DIRECTIONS: Copy out every one of the records below line for line, leaving out the pictures.
** START **
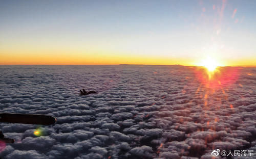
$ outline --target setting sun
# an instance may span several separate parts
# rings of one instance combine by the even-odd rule
[[[219,64],[213,59],[208,57],[202,61],[201,66],[207,68],[208,71],[212,72],[219,66]]]

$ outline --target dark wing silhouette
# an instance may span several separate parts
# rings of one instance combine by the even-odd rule
[[[56,118],[50,115],[0,113],[0,122],[49,125],[53,124],[56,121]]]
[[[96,92],[95,91],[89,91],[86,94],[92,94],[92,93],[98,93],[98,92]]]
[[[5,138],[5,136],[3,134],[3,132],[0,131],[0,141],[2,141],[6,143],[13,143],[14,142],[14,139]]]
[[[87,92],[84,89],[82,89],[82,91],[83,92],[83,94],[86,94]]]

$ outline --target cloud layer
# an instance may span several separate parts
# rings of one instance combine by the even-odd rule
** END **
EXPECTED OUTPUT:
$ outline --target setting sun
# an instance may span several separate parts
# rings of one instance combine by the even-odd rule
[[[219,64],[213,59],[208,57],[202,61],[201,66],[207,68],[208,71],[212,72],[219,66]]]

$ outline --target dark wing silhouette
# an instance may span several separate parts
# rings of one instance combine by the even-odd rule
[[[56,118],[50,115],[0,113],[0,122],[49,125],[53,124],[56,121]]]
[[[96,92],[95,91],[89,91],[86,94],[92,94],[92,93],[98,93],[98,92]]]
[[[5,138],[5,136],[3,134],[3,132],[0,131],[0,141],[2,141],[6,143],[13,143],[14,142],[14,139]]]
[[[87,92],[84,89],[82,89],[82,91],[83,92],[83,94],[86,94]]]

$ outline --target cloud layer
# an instance may span several separate parts
# rings of one instance combine by the even-odd rule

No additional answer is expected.